_WORK REQUIRED_
In the piece on "The Afghanistan Papers" that follows, list every place other than the United States that it names.

_PAGE_
-------------------------

The Washington Post series titled “The Afghanistan Papers: A Secret History of the War” charges that “senior U.S. officials failed to tell the truth about the war in Afghanistan throughout the 18-year campaign.” As someone who was both an occasional participant in and frequent critic of the Bush and Obama administrations' Afghan policy deliberations, I find this charge considerably exaggerated.
As the special envoy for Afghanistan, I participated in Bush and Obama administration deliberations over the scope of the American military engagement in Afghanistan in 2001-2 and again in 2013-14. Both these debates, like many others documented in this series, pitted the minimizers against the maximizers.
Secretary of Defense Donald Rumsfeld in 2002 and President Obama in 2014 were minimizers. They honestly believed that American interests would be best served by severely limiting the size and mission of American forces in Afghanistan. (Rumsfeld went on to advocate the same view in Iraq.) Based on my own experience dealing with Bosnia and Kosovo during the previous decade, I argued for more troops in 2002 and against fewer troops in 2014. I lost this argument on both occasions.
These deliberations were conducted in private but were reported in the media at the time. The series prominently displays several of my own critical observations as if these were new revelations, whereas they simply repeat my longstanding public critiques. After leaving office in 2002 and again in 2014, I published detailed accounts of those internal discussions. My experience was that those who had prevailed sincerely felt their decisions to be the best available and went on to defend them openly. Both Rumsfeld and Obama publicly argued that less was better. Those below saluted and set about implementing what they correctly felt to be lawful orders and duly considered policy.

-------------------------

_EXTRACTED DATA_

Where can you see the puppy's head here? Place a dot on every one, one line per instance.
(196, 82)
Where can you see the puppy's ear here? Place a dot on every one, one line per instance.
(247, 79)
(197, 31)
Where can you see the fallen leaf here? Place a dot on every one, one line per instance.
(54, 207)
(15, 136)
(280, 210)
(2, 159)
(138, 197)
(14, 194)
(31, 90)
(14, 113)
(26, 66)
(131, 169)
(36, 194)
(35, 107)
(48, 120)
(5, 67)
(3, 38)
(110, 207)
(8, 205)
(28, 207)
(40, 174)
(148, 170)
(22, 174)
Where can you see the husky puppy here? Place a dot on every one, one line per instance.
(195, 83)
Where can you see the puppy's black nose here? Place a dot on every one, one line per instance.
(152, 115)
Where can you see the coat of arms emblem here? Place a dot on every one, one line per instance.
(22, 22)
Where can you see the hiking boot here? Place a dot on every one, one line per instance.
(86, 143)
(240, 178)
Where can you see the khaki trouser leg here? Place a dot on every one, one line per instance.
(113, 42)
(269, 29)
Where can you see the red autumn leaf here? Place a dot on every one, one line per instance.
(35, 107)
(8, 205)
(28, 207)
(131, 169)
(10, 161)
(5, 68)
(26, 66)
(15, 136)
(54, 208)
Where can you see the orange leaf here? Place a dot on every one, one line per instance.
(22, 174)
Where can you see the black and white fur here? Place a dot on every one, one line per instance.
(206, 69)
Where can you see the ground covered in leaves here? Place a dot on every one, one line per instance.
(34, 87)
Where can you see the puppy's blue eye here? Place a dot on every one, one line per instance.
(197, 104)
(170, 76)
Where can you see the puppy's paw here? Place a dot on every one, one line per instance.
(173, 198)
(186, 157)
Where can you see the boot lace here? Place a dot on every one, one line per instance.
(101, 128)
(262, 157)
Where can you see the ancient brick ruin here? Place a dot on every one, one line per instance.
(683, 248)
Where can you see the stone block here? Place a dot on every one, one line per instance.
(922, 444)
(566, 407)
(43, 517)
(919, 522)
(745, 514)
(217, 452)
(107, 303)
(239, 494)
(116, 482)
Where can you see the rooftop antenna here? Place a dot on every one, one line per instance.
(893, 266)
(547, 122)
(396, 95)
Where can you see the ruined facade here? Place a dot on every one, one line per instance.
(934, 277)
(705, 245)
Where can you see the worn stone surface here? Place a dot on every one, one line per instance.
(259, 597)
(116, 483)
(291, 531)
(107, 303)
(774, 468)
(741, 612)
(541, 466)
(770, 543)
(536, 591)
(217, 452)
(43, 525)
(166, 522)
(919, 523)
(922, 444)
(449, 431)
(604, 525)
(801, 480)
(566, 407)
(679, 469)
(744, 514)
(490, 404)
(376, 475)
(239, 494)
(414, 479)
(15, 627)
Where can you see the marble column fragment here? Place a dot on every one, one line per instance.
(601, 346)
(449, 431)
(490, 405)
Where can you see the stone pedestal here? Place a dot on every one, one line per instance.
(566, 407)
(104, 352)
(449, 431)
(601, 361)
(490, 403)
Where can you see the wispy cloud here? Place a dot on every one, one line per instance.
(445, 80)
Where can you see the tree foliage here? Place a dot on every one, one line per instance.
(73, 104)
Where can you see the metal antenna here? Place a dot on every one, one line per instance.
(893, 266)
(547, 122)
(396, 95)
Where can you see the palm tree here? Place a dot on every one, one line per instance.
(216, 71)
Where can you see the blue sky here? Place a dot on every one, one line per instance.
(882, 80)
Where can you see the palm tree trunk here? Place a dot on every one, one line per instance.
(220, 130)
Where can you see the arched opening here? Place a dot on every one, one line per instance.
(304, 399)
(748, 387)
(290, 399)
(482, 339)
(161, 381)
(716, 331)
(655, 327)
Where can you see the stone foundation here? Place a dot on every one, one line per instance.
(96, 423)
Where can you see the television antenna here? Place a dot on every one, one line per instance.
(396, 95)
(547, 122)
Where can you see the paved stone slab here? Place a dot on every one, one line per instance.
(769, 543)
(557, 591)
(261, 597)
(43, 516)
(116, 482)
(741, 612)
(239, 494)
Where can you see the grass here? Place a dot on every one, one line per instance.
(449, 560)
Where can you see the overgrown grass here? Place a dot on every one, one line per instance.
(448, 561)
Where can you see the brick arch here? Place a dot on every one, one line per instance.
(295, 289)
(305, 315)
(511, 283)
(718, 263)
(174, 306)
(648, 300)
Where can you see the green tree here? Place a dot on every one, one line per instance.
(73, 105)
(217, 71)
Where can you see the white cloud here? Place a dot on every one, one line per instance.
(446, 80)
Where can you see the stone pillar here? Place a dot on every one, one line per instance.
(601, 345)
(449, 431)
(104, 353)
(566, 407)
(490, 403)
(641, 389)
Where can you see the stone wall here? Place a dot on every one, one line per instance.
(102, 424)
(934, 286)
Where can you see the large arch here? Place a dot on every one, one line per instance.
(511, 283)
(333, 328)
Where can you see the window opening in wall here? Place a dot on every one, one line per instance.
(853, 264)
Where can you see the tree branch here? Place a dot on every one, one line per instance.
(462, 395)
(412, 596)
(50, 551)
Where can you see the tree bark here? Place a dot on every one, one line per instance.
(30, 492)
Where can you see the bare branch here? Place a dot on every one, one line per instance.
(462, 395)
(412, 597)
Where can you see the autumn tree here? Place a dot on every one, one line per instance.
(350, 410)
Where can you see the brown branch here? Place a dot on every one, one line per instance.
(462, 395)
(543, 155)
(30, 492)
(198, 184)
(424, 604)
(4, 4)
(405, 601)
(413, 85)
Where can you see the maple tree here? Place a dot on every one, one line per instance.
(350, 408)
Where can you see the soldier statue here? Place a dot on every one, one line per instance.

-------------------------

_RESULT OF THE TASK_
Afghanistan, Iraq, Bosnia, Kosovo